Your task is to print the material below exactly as presented.
++++++++++
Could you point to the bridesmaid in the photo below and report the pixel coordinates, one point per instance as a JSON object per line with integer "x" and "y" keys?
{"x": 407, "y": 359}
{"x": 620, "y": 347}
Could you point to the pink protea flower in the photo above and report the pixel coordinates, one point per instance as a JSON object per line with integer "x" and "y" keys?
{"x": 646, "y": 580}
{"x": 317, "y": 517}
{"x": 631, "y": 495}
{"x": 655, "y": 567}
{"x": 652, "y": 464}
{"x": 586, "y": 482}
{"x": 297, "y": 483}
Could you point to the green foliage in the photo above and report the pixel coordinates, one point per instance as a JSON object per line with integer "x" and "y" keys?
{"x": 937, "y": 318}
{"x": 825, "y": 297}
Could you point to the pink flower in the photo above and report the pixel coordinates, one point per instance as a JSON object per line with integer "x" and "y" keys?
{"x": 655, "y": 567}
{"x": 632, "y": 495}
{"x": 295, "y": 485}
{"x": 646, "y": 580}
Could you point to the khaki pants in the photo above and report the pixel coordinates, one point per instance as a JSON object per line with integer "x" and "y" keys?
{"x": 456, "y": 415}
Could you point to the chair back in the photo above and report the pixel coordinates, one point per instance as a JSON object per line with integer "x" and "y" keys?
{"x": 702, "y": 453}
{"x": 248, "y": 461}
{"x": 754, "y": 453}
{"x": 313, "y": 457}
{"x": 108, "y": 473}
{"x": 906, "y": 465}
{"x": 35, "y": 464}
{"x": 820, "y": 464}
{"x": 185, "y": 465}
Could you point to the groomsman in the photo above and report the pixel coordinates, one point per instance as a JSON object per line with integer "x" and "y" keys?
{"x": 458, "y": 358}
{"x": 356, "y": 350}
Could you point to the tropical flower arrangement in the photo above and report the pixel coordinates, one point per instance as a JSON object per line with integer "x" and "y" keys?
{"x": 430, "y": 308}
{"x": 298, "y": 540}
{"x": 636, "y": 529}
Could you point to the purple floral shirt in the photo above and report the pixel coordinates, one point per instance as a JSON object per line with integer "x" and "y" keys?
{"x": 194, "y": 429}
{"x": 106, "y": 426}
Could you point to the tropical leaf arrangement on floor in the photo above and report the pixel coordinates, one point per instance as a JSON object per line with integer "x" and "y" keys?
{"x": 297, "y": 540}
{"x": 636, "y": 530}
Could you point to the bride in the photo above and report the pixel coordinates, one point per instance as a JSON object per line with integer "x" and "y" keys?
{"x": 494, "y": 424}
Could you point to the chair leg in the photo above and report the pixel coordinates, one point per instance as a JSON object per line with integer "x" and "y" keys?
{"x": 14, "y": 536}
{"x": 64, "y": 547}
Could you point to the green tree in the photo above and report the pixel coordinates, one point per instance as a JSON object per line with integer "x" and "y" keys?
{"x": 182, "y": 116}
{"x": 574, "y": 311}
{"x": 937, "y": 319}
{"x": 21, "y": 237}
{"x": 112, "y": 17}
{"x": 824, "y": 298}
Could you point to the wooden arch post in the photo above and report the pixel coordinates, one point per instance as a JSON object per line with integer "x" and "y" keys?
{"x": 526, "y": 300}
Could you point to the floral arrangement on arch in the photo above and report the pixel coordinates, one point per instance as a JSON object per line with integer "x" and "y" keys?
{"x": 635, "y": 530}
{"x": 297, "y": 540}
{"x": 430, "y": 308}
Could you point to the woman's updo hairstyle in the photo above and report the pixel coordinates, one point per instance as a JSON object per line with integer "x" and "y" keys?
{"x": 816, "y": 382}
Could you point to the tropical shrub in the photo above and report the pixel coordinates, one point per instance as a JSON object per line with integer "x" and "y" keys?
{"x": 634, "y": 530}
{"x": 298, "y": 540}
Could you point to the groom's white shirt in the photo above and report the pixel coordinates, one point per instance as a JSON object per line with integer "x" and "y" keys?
++++++++++
→ **OUTPUT OF THE TASK**
Could you point to the bridesmaid in the photo below and report the pixel coordinates, one point per instance as a JSON object per line with integer "x" and "y" keys?
{"x": 407, "y": 359}
{"x": 620, "y": 347}
Could you point to the pink protea flower in the photo above and report the pixel coordinates, one point per instance as a JSON object per line with integer "x" and "y" keys?
{"x": 646, "y": 580}
{"x": 317, "y": 517}
{"x": 631, "y": 495}
{"x": 655, "y": 567}
{"x": 652, "y": 464}
{"x": 586, "y": 482}
{"x": 297, "y": 483}
Could you point to the green foliage in the photo above and report the pixel coordinates, one point per instance as a JSON object per line with integer "x" and "y" keys?
{"x": 937, "y": 318}
{"x": 825, "y": 297}
Could you point to the pink flower in the photo above and report the pixel coordinates, one point per instance as a JSON object per line with integer "x" and "y" keys?
{"x": 655, "y": 567}
{"x": 632, "y": 495}
{"x": 295, "y": 485}
{"x": 646, "y": 580}
Could you point to the khaki pants in the photo above and report the pixel coordinates, one point per instance as a JSON object per line with integer "x" and "y" keys?
{"x": 456, "y": 415}
Could you point to the chair back in the photo above and report the pixel coordinates, one point per instance as a JSON object per line with integer "x" and "y" keys?
{"x": 702, "y": 453}
{"x": 248, "y": 461}
{"x": 754, "y": 453}
{"x": 313, "y": 457}
{"x": 108, "y": 473}
{"x": 906, "y": 465}
{"x": 35, "y": 464}
{"x": 820, "y": 464}
{"x": 185, "y": 465}
Could you point to the groomsman in the photo above and report the pixel coordinates, one point per instance as a JSON object per line with integer "x" and "y" keys?
{"x": 458, "y": 358}
{"x": 356, "y": 350}
Could you point to the tropical flower arrangement in the photo above and report the pixel coordinates, one point per instance as a JSON object per line with integer "x" and "y" keys?
{"x": 430, "y": 308}
{"x": 298, "y": 540}
{"x": 636, "y": 529}
Could you point to the purple floral shirt in the photo above and report the pixel coordinates, one point per instance as a JSON object per line with integer "x" and "y" keys?
{"x": 194, "y": 429}
{"x": 106, "y": 426}
Could you point to the tropical leaf arrangement on floor in the photo above and report the pixel coordinates, one point per instance as a JSON object per line with integer "x" and "y" keys?
{"x": 297, "y": 540}
{"x": 636, "y": 530}
Could you point to the bride in the photo above and report the pixel coordinates, one point per instance as a JSON object per line with integer "x" and "y" keys?
{"x": 494, "y": 424}
Could you point to the chair leg in the photo above and report the pixel coordinates, one point per instance as a JSON object per line with integer "x" and "y" keys?
{"x": 14, "y": 536}
{"x": 64, "y": 547}
Could you point to the green tree in the photo above and report the pixel coordinates, one point per instance as a JSON object per line with integer "x" and "y" keys?
{"x": 182, "y": 116}
{"x": 574, "y": 311}
{"x": 937, "y": 319}
{"x": 21, "y": 237}
{"x": 112, "y": 17}
{"x": 824, "y": 298}
Could you point to the wooden arch post in the photo above and report the pixel coordinates, one point per instance as a JSON object per line with integer "x" and "y" keys?
{"x": 526, "y": 300}
Could you point to the floral arrangement on arch in the photo above and report the pixel coordinates, one point per instance as a JSON object per line with integer "x" and "y" keys?
{"x": 635, "y": 530}
{"x": 297, "y": 540}
{"x": 430, "y": 308}
Could you point to the woman's updo hairstyle in the photo above and report the pixel coordinates, one point per instance as a JSON object per line with integer "x" and "y" keys?
{"x": 816, "y": 382}
Could you point to the tropical shrub in the photo above and report the pixel coordinates, one point per instance as a JSON object per line with integer "x" and "y" keys?
{"x": 634, "y": 530}
{"x": 298, "y": 540}
Could you point to the groom's white shirt in the photo above and report the pixel coordinates, one point per instance as a JSON object per line with integer "x" and "y" keys?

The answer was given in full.